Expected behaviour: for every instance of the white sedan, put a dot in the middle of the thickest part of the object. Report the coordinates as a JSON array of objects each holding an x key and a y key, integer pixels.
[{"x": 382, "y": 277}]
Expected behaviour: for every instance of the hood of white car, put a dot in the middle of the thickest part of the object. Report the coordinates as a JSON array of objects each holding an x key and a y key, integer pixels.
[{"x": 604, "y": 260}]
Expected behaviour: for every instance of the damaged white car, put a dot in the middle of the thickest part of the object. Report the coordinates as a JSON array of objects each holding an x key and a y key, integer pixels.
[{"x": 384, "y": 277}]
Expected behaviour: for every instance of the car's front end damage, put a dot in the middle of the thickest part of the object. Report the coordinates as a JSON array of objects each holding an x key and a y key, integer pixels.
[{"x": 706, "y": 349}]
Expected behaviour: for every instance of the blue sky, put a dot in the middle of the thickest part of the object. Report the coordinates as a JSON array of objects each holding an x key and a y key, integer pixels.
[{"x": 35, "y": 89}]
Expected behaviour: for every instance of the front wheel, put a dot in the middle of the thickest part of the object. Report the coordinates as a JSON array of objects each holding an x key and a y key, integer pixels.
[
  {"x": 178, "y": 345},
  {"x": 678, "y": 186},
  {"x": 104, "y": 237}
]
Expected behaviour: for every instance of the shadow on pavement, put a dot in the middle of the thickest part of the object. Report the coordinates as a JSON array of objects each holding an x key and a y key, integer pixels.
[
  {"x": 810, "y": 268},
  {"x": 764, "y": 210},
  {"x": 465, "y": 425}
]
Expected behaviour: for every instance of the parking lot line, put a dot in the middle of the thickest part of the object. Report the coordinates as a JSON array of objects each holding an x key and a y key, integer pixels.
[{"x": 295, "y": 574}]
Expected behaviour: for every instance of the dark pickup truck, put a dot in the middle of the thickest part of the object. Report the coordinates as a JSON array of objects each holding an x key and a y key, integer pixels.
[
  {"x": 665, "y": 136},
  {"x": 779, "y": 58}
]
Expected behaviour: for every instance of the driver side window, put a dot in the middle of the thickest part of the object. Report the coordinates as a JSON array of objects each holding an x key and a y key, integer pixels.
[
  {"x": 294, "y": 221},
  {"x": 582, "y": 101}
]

WHAT YOU HAVE TO DO: Replace "dot" with "marker" in everything from the line containing "Expected behaviour: for every instance of the parking" down through the end of the entries, leaving every other character as it is. Return only that stretch of lines.

RESPONSE:
Expected behaviour: for every instance of the parking lot line, put a marker in the middle of the thickest part of the object. Report the coordinates as a JSON array of objects each holding an x key and a y key, integer pixels.
[{"x": 295, "y": 574}]
Expected behaviour: for every instance of the dark pickup truck, put a marker in the middle of the thickest part of the object. Report the coordinates as a JSON array of objects each holding an x key and a y key, integer pixels.
[
  {"x": 665, "y": 136},
  {"x": 779, "y": 58}
]
Expected behaviour: for every instance of the driver side window, put a marker in the middle of the thickest part of the object. Report the coordinates as a JSON array of objects each holding an x key and a y key, integer pixels.
[
  {"x": 294, "y": 221},
  {"x": 582, "y": 101}
]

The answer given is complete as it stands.